> Goal:
Take down each entry exactly as written.

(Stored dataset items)
________________________

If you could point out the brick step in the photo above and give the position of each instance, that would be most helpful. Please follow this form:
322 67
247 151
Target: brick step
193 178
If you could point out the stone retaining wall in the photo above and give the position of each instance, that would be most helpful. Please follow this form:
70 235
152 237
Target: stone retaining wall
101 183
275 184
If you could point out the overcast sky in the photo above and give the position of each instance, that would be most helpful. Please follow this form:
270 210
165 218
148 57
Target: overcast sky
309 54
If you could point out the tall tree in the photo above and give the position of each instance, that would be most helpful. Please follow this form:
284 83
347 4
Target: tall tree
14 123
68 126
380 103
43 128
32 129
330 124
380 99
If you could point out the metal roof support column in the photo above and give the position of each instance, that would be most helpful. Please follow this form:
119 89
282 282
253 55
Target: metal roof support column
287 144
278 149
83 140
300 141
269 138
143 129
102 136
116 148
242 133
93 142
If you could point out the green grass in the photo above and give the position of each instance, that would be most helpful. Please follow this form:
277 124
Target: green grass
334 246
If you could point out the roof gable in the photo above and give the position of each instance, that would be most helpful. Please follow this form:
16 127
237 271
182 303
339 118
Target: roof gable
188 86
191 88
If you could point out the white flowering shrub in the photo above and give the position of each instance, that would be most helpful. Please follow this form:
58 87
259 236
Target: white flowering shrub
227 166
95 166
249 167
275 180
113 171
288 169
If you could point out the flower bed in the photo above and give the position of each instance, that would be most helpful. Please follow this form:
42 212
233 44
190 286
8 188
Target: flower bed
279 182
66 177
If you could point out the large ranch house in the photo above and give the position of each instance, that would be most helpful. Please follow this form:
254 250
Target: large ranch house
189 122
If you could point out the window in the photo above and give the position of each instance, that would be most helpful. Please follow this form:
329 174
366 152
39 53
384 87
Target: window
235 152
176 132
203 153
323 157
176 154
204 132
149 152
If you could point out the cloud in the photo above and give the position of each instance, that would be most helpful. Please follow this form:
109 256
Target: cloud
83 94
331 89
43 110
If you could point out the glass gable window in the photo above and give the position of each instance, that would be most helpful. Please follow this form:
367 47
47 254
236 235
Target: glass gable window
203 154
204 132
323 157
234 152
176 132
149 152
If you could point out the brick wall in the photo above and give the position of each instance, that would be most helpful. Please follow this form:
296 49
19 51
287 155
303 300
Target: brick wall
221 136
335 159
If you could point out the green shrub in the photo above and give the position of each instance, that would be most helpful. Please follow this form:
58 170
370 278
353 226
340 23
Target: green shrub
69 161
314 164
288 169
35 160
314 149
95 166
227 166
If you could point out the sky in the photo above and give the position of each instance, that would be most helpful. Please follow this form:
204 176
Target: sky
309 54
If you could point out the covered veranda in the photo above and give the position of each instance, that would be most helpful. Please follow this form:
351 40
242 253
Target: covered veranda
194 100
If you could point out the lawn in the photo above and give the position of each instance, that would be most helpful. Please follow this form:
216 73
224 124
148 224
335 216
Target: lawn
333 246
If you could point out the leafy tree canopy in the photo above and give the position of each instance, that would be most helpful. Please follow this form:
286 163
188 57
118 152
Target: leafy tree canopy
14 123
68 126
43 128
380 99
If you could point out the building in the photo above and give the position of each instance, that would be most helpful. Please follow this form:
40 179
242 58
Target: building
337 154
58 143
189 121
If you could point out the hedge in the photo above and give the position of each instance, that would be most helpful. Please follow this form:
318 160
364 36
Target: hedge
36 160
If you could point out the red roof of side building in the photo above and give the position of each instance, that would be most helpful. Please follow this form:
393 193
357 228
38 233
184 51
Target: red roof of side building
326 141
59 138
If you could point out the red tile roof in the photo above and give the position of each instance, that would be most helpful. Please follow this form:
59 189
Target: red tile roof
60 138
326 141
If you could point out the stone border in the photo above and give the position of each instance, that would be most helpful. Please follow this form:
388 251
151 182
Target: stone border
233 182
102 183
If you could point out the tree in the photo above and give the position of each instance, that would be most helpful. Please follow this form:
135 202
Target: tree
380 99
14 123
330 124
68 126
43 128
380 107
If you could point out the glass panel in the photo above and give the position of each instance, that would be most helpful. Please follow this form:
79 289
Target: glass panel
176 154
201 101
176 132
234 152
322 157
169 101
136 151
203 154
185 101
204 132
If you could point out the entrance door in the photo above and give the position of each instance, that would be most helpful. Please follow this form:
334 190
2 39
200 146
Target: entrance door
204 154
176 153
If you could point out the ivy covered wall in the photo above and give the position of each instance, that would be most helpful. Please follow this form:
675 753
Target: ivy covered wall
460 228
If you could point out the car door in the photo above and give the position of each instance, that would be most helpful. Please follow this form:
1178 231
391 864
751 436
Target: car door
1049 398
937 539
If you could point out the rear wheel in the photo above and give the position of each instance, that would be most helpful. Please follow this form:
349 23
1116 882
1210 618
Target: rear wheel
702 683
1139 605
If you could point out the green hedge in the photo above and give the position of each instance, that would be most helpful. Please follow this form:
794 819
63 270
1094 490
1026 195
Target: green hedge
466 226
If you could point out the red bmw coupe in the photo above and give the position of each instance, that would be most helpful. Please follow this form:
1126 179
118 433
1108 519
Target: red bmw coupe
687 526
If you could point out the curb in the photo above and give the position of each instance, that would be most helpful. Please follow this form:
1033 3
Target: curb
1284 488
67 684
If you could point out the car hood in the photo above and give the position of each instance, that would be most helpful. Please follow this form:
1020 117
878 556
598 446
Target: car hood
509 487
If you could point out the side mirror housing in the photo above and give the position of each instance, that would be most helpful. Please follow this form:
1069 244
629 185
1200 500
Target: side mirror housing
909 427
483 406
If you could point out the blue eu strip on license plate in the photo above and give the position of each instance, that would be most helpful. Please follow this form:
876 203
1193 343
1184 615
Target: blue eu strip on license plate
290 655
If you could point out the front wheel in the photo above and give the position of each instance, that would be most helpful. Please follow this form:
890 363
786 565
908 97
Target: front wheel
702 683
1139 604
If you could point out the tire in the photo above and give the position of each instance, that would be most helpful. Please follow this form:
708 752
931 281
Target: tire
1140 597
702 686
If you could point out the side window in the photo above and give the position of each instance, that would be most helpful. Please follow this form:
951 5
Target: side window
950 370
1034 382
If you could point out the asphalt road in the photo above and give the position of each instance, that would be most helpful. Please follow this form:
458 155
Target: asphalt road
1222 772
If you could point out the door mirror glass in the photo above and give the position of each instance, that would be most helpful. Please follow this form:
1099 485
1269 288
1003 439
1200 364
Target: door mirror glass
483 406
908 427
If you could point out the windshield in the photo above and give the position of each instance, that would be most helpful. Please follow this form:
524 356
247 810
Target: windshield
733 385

________________________

> Answer in full:
If you could point out the brick step in the photo above and give the position of each instance, that would be most helpful. Please follow this form:
322 67
247 151
Target: brick step
193 178
If you could point out the stone retaining wall in the photo above and give the position of each instance, that would be most helpful. Please follow this form:
70 235
152 237
Target: stone retaining wall
101 183
275 184
If you could point out the overcast sky in the photo above and give the position of each instance, that would be most helpful. Please follow this form:
270 210
165 218
148 57
Target: overcast sky
309 54
If you could point out the tall tree in the photo above and give the position of each instance, that would be most helpful. Please follow this form:
284 83
347 4
Target: tall tree
14 123
68 126
380 103
43 128
32 129
330 124
380 99
If you could point out the metal roof support column in the photo above and give the position of each instance, that would be most helpful. Please follow this form:
119 89
282 282
253 55
Target: metal roof support column
287 144
278 149
83 140
300 141
269 138
143 129
102 136
116 148
242 133
93 142
If you could point out the green grass in the photo above and give the position of each instance, that would be most helpful. Please follow this form:
277 124
Target: green grass
334 246
If you could point out the roof gable in the photo above and give the position of each instance, that would be most helpful. Please follow this form:
16 127
237 271
182 303
339 118
Target: roof gable
188 86
191 88
If you could point out the white flowering shrub in the photo above and give the position of each instance, that would be most helpful. Please follow this form:
58 87
259 236
Target: white flowering shrub
227 166
95 166
249 167
275 180
113 171
288 169
If you could point out the flower bed in the photo above and give the position of each instance, that would be most helpful. Please follow this form:
42 212
233 44
190 286
8 188
Target: flower bed
279 182
66 177
If you could point out the large ranch house in the photo above and give the position of each instance, that would be most helpful. Please follow this form:
254 250
Target: large ranch house
189 122
If you could point out the window in the photo above and give the position of each instance, that would be most helpful. Please follow this form:
329 174
366 152
39 53
384 87
Target: window
235 152
176 132
203 153
323 157
176 154
204 132
149 152
If you could point out the cloud in the photo above and give the position of each instance, that would be most helpful. Please follow this form:
109 256
Target: cloud
83 94
331 89
43 110
If you could point out the glass gable window in the photo above and give the position of each instance, that would be most helpful. Please follow this form:
367 47
47 254
236 235
Target: glass gable window
203 154
204 132
323 157
234 152
176 132
149 152
If you could point out the brick wall in the photo above and give the position of each instance, that would be most helpful. Please follow this form:
296 49
19 51
287 155
303 300
Target: brick wall
221 136
335 159
If you could point out the green shrub in the photo above and give the position of each instance, that would be most helpful. Please follow this form:
58 170
370 278
353 226
340 23
Target: green shrub
69 161
314 164
288 169
35 160
314 149
95 166
227 166
If you could point out the sky in the photo above and give the position of each instance, that would be most helpful. Please follow this form:
204 176
Target: sky
309 54
If you could point out the covered veranda in the photo above and give the position of each instance, that would be most helpful. Please follow this form:
351 40
242 253
Target: covered veranda
194 100
If you could point out the lawn in the photo above and give the position of each instance, that would be most helpful. Please follow this form:
216 73
224 124
148 224
335 216
Target: lawn
333 246
If you could point out the leafy tree canopy in the photo above and give the position of each instance, that would be most helpful. Please follow this form:
286 163
188 57
118 152
Target: leafy tree canopy
14 123
68 126
43 128
380 99
If you could point out the building in the photo above and give the position of each instance, that would be most helpful. Please follow this form:
40 179
242 58
Target: building
337 154
58 143
189 121
If you could point out the hedge in the photo above and give the position of each instance, that would be most helpful. Please follow this form:
318 160
364 36
Target: hedge
36 160
If you could point out the red roof of side building in the photo above and give the position of each instance, that would be most helpful. Please follow this form:
393 193
357 228
38 233
184 51
Target: red roof of side building
326 141
59 138
If you could point out the red tile roof in the photo above and give the position of each instance, that would be most helpful. Please follow this form:
59 189
Target: red tile roof
60 138
326 141
If you could point out the stone border in the photo above and give the position of each instance, that would be most helpful. Please follow this form:
388 251
151 182
Target: stone border
233 182
102 183
If you could point out the tree in the photo above and give the position of each instance, that would be most helpful. Please follow this form:
135 202
Target: tree
380 99
14 123
330 124
68 126
43 128
380 107
If you could point out the glass panel in the photo above and give the position of each instance, that would be most helpful. Please follow this form:
79 289
Target: glass panel
176 154
201 101
176 132
234 152
322 157
169 101
136 151
203 154
185 101
204 132
If you could point out the entrance door in the photo above and give the position of each instance, that would be most helpful. Please follow this form:
334 190
2 39
200 146
Target: entrance door
204 154
176 153
If you could point out the ivy covered wall in the photo above and give the position of each instance, that would be most helpful. Please follow this form:
675 753
Target: ivy covered wall
460 228
If you could point out the car door in the photo above and give the position of each instance, that would be most helpful. Please follow this form:
1178 231
391 864
751 436
Target: car door
1049 398
937 539
If you could point out the rear wheel in the photo above and give the position of each instance, that would be most helpful. Please follow this form:
349 23
1116 882
1210 618
Target: rear wheel
702 683
1139 605
If you could point out the green hedge in the photo above and give the position of each instance, that would be most helpful. Please follow this form:
794 819
63 270
1094 490
1026 195
Target: green hedge
466 226
If you could point out the red bmw coupe in the photo above and give the position of each instance, that would be most helpful. Please follow this form:
1126 179
118 433
1108 519
Target: red bmw coupe
687 526
If you could point out the curb in the photo above and give the position of each instance, that would be most helpful. Please follow this form:
1033 3
Target: curb
1284 488
67 684
If you could point out the car hood in the photo above and give the position of each instance, that would be most helpful. Please follow this form:
1020 117
878 556
598 446
Target: car hood
509 487
If you could point out the side mirror housing in the photo above and give the position of each instance, that would be most helpful. Please follow this form:
1069 244
629 185
1200 500
Target: side mirror housing
909 427
483 406
If you could point out the blue eu strip on license plate in the photo above and give the position of each instance, that would be most helpful. Please follow this form:
876 203
1193 343
1184 615
Target: blue eu strip on license plate
290 655
If you could point out the front wheel in the photo above and give the position of each instance, that would be most helpful. Please follow this form:
890 363
786 565
908 97
Target: front wheel
702 683
1139 604
If you could point out the tire in the photo above and give the position of each instance, that would be most helpful. Please follow this form:
708 752
931 281
Target: tire
1140 597
702 686
If you could point out the side window in the photo above and give the position of each instance, that would be most helpful. Please follow this form:
951 5
Target: side window
950 370
1034 382
If you could point out the asphalt road in the photo above and give the position of each instance, that would be most helpful. Please follow this form:
458 155
Target: asphalt road
1222 772
If you could point out the door mirror glass in the photo above and give the position of each instance, that would be most helpful. Please follow this form:
1099 485
1269 288
1003 439
1200 364
Target: door mirror glass
483 406
908 427
If you could point out the windshield in the photo above and give the position of each instance, that would be most helpful. Please follow this form:
524 356
247 810
Target: windshield
733 385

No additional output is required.